**To do**
The response should consist of every line below, restated exactly, with no pictures.

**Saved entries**
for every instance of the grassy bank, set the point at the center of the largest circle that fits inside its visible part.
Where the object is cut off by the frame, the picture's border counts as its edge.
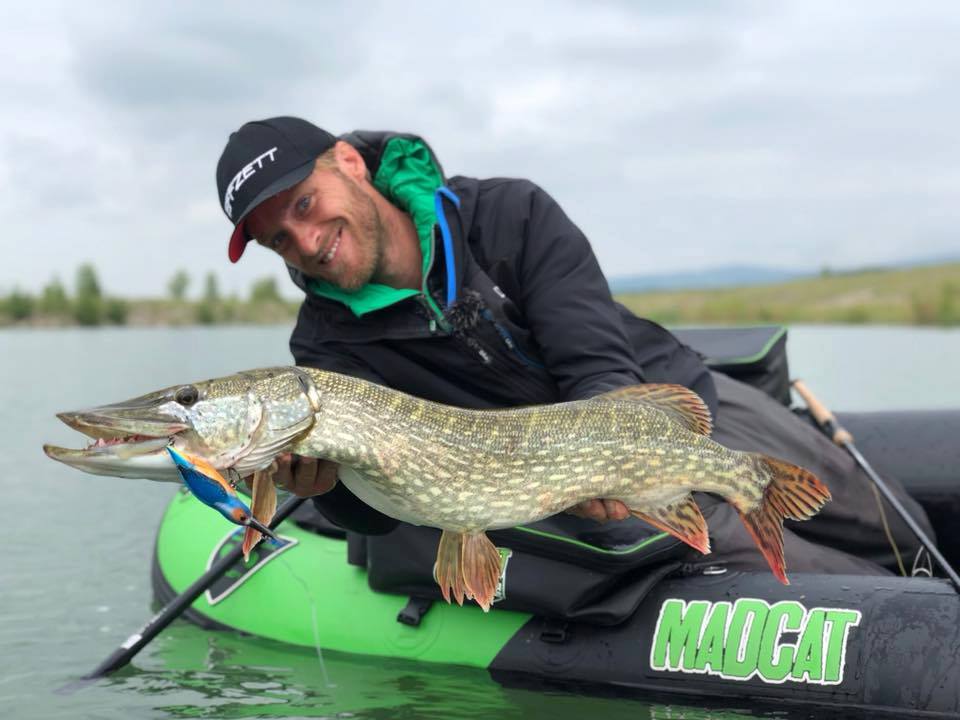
(915, 296)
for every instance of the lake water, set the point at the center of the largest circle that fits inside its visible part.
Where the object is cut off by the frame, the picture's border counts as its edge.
(74, 579)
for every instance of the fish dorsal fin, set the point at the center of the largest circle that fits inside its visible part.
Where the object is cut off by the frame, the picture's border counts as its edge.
(681, 404)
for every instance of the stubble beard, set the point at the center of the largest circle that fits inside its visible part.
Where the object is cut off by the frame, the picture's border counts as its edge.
(369, 235)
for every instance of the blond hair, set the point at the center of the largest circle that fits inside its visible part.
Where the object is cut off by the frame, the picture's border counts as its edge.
(328, 161)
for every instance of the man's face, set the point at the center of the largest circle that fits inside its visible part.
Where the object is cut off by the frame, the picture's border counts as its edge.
(327, 226)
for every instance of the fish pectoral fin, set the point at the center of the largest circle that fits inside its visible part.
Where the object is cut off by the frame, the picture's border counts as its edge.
(481, 568)
(681, 519)
(263, 504)
(448, 571)
(681, 404)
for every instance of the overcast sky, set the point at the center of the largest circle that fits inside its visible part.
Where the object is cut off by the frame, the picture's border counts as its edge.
(678, 135)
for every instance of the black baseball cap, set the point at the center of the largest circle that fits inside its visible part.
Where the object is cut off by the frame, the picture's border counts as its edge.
(261, 159)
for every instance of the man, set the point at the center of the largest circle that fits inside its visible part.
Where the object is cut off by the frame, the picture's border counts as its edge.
(482, 293)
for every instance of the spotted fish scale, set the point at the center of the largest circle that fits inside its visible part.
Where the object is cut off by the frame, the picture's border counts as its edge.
(467, 471)
(463, 471)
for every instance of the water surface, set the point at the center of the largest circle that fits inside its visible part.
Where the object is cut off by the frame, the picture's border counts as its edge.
(74, 580)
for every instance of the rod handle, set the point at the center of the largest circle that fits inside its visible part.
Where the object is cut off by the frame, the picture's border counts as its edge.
(822, 414)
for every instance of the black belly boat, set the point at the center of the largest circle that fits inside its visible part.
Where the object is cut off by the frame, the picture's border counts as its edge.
(583, 610)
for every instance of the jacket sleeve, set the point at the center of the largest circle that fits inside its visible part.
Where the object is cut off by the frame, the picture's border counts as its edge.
(567, 304)
(339, 506)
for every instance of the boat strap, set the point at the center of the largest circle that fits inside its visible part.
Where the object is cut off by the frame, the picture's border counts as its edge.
(414, 611)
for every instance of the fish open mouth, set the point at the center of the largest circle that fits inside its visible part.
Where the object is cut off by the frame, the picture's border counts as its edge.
(119, 446)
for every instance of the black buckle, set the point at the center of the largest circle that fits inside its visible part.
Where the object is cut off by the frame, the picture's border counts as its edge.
(414, 611)
(554, 631)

**Exercise result**
for every instance of the grassy bank, set the point at the center of the largest circle that fits inside its visible part.
Where the object is cut off by the frame, the picture's border counts as its edge.
(915, 296)
for every instance of the lake water, set the point at the center of the largest circle that fits inside its visible part.
Where the object is cut off by the frame, the picture's border counts as its edge.
(74, 579)
for every instance of the fish dorsal fin, set the point at the center of the largest circle that fits inside its visible part.
Where the object is cut off by the frame, the picture's border counts as its edge.
(681, 404)
for every instance of the stubble beard, set the point at the center of the largest circle that fits inside its visible part.
Where the object is cut off by the frame, the picture's border counts as its edge.
(369, 235)
for every instance of the blond hair, set the point at the center of the largest circle that fits inside its visible part.
Where the object is cut off by the frame, the picture's border counts as its edge.
(328, 161)
for every instance of the man's face, set the point at the center of the largest circle that fits inside its visible part.
Where the object is cut off by the frame, the picture's border counts as its edge.
(327, 226)
for every instance of the fish pectoral fin, set the point at the center of the largest circle that fits inside its visible part.
Where the object is cut off by the frame, the picture's border counts as its edge.
(481, 568)
(681, 519)
(263, 504)
(448, 571)
(681, 404)
for every instance of the overcast sky, set the point at the center of the largest circle that fits inside its visible part.
Where the object is cut off by the frame, the picture's border counts as its edge.
(678, 135)
for every instance of the black baseball cap, set the point at the center of the largest circle that fits inside its visible part.
Where the object is cut off by the frame, the picture's border counts as its edge.
(261, 159)
for every instance of the man, set the point at the center of the largest circle that fits inside its visible part.
Where the object is cut off by the frame, the picture's border counts as its edge.
(482, 293)
for every instance of the spotted fish scale, set the point at the center of the largest circle that fits inside its visible part.
Where the object is cut off by the frame, the picture's border counts as its edge.
(467, 471)
(463, 471)
for every instance of the water surface, set the point at the center of the largest circle that fits inside its visible part.
Where the object is cut off by the frame, the picture's border counts as its edge.
(74, 580)
for every instance of the rod handle, set the point at the center of the largest circle that fits inside its visible part.
Where the object is cut off by the frame, the picture's border counts as its edge.
(822, 414)
for every instance of the black belly boat, set the point at the center of the largest circle that fits inside its visible part.
Where the object is cut off by the frame, the picture's border counts as its edge.
(583, 610)
for every instance of the jacket sleeve, set the point at the center of the largest circle that fits inside its visible part.
Where the object is cut off by the frame, the picture's border counts as its edge.
(567, 304)
(339, 506)
for every instance of the boat strap, set the point at the center of the largest circle that fits inside its visible part.
Where the object is cut off by the frame, the picture's border counts as its edge.
(414, 611)
for every instance of the fish open mouth, set the point at the center of the largest circle that fits inside its visible part.
Where the object is cut off by the frame, the picture's border counts as its edge.
(119, 446)
for every instance of the black buckle, set the point at the center of the largest circle that fits inside its visible part.
Where the object is cut off by the frame, the picture's border counts as its edge.
(414, 611)
(554, 631)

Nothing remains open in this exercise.